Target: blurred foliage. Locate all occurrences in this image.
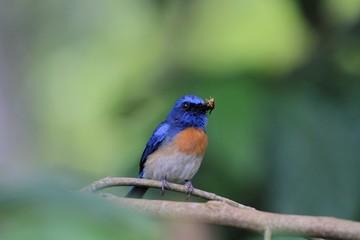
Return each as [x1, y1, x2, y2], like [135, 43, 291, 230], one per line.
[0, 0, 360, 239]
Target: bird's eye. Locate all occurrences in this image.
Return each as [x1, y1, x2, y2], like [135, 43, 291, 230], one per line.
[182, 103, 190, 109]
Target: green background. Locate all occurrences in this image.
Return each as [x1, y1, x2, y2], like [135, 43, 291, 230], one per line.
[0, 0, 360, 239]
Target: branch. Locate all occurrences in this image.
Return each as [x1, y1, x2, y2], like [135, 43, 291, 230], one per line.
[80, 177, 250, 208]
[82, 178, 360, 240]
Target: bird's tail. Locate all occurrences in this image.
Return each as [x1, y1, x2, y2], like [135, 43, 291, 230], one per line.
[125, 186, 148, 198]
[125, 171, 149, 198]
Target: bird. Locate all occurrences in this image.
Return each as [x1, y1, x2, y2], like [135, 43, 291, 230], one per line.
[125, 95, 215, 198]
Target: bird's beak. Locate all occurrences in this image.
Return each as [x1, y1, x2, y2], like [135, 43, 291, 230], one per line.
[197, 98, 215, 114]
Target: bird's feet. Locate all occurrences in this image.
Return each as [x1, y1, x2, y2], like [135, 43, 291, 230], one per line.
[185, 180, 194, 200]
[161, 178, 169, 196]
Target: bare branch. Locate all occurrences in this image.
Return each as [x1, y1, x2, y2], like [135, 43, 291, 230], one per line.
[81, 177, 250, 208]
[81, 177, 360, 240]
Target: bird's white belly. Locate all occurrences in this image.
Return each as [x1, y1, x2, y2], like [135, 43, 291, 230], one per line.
☆ ☆ ☆ ☆
■ What is needed
Convert every line of the records above into a JSON list of strings, one string per line, with blank lines skipped and the pictures left out.

■ Solution for this exercise
[
  "Target: blurred foliage. Locate all occurrences in this image.",
  "Return each as [x1, y1, x2, y2], like [135, 43, 291, 230], one per line.",
  "[0, 0, 360, 239]",
  "Target: bird's eye. Locate all occurrences in this image.",
  "Return each as [x1, y1, x2, y2], like [135, 43, 291, 230], one per line.",
  "[182, 103, 190, 109]",
  "Target: green background. Locate all occurrences in this image.",
  "Return each as [x1, y1, x2, y2], like [135, 43, 291, 230], one per line.",
  "[0, 0, 360, 239]",
  "Target: branch. Locate all occurrences in this image.",
  "Return each as [x1, y1, x2, y2], like [135, 43, 291, 230], one per line.",
  "[80, 177, 250, 208]",
  "[82, 178, 360, 240]",
  "Target: bird's tail. Locate all occurrences in this image.",
  "Return each as [x1, y1, x2, y2], like [135, 43, 291, 230], one per line.",
  "[125, 186, 148, 198]",
  "[125, 171, 149, 198]",
  "Target: bird. Locate all occurrences in this image.",
  "Return each as [x1, y1, x2, y2], like [135, 43, 291, 230], one per line.",
  "[125, 95, 215, 198]",
  "Target: bird's beak. Locate all occurrences in this image.",
  "Return each as [x1, y1, x2, y2], like [135, 43, 291, 230], one per line.",
  "[197, 98, 215, 114]",
  "Target: bird's feet. Locate all occurrences in this image.",
  "Return each as [x1, y1, x2, y2], like [135, 43, 291, 230], one per line.",
  "[185, 180, 194, 200]",
  "[161, 178, 169, 196]",
  "Target: bare branch. Locate all occurrences in this image.",
  "Return each as [x1, y1, x2, y2], like [135, 43, 291, 230], one per line.",
  "[81, 177, 250, 208]",
  "[81, 177, 360, 240]",
  "Target: bird's white belly. Locate all occurrences in this image.",
  "Return each as [x1, y1, x2, y2], like [135, 43, 291, 230], one per line."
]